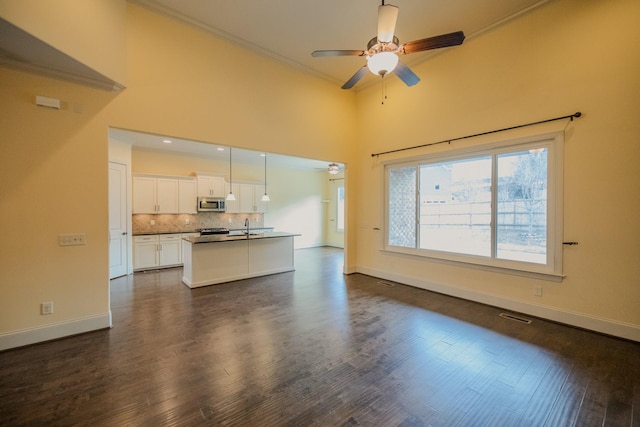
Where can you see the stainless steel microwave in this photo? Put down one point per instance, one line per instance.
(211, 204)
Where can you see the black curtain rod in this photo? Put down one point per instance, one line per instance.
(448, 141)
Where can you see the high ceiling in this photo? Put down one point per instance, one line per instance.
(289, 30)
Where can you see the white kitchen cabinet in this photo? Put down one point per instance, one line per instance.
(259, 205)
(233, 206)
(187, 196)
(170, 250)
(145, 252)
(211, 186)
(247, 198)
(164, 195)
(157, 251)
(155, 195)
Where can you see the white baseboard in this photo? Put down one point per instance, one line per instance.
(581, 320)
(53, 331)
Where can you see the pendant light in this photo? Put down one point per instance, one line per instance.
(230, 196)
(265, 197)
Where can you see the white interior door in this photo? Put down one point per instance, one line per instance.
(117, 220)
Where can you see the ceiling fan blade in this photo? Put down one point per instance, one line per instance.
(320, 53)
(355, 78)
(387, 17)
(437, 42)
(406, 75)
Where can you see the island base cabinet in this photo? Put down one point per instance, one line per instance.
(271, 255)
(213, 263)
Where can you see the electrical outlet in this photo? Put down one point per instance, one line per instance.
(46, 308)
(72, 239)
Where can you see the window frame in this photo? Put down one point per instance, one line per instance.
(552, 269)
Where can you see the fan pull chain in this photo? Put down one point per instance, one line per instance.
(384, 90)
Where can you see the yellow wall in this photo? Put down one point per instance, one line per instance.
(567, 56)
(53, 171)
(90, 31)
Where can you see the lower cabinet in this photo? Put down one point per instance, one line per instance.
(157, 251)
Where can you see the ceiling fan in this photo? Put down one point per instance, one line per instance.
(383, 50)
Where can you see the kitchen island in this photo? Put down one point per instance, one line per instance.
(209, 260)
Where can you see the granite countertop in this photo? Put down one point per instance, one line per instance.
(231, 230)
(216, 238)
(153, 233)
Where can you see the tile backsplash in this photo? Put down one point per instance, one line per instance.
(168, 223)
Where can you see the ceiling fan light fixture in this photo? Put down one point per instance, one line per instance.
(382, 63)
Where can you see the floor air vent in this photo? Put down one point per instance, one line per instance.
(387, 284)
(515, 318)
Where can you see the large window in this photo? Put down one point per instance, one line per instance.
(498, 205)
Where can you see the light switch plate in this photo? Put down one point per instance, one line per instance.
(72, 239)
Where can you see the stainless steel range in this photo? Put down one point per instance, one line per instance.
(210, 231)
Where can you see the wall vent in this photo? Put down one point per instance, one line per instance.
(515, 318)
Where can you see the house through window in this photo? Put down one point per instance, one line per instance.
(497, 205)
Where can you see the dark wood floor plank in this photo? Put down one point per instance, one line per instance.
(314, 347)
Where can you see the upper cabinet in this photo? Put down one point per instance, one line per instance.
(168, 195)
(248, 199)
(187, 196)
(210, 185)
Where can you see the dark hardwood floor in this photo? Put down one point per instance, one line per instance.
(315, 347)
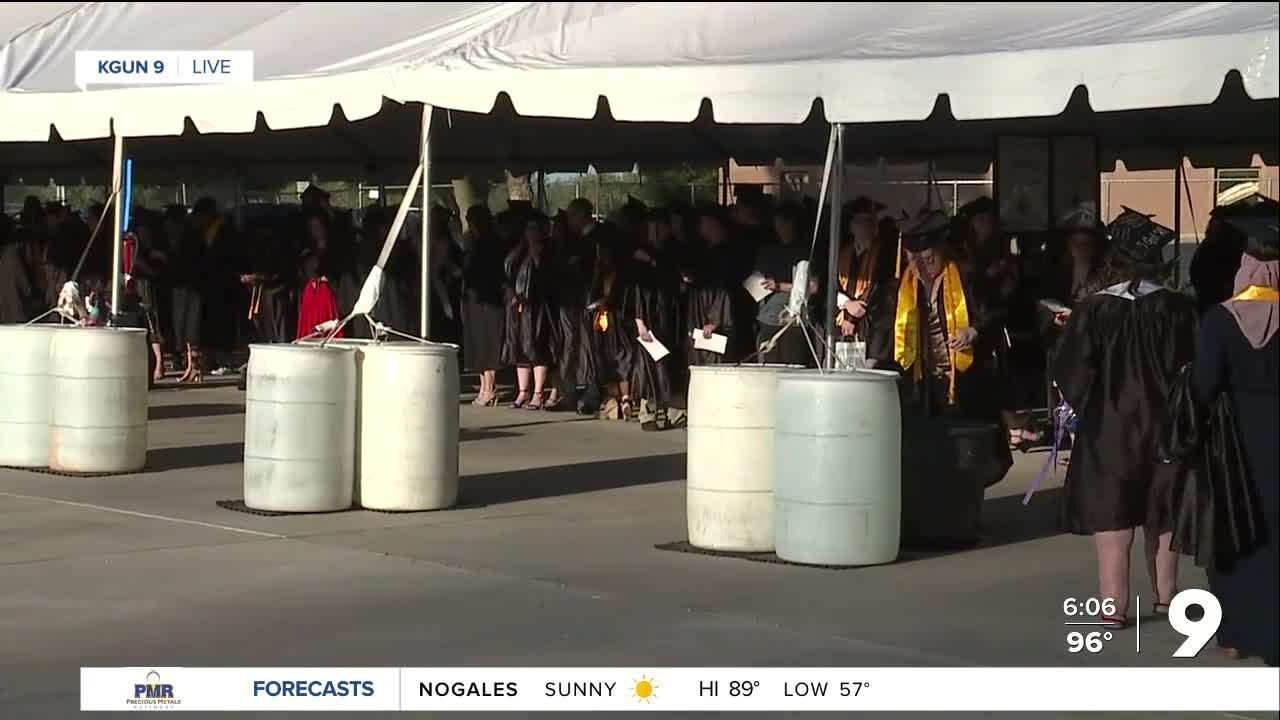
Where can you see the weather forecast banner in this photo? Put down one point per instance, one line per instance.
(681, 688)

- Try it: Every line between the one that contains "Where can you see the weather" and the last line of the listing, both included, should be retyped exactly, with nothing else added.

- Exercise answer:
Where can you see the weather forecast banner in this photo? Put down one point per instance, one line per instance.
(681, 688)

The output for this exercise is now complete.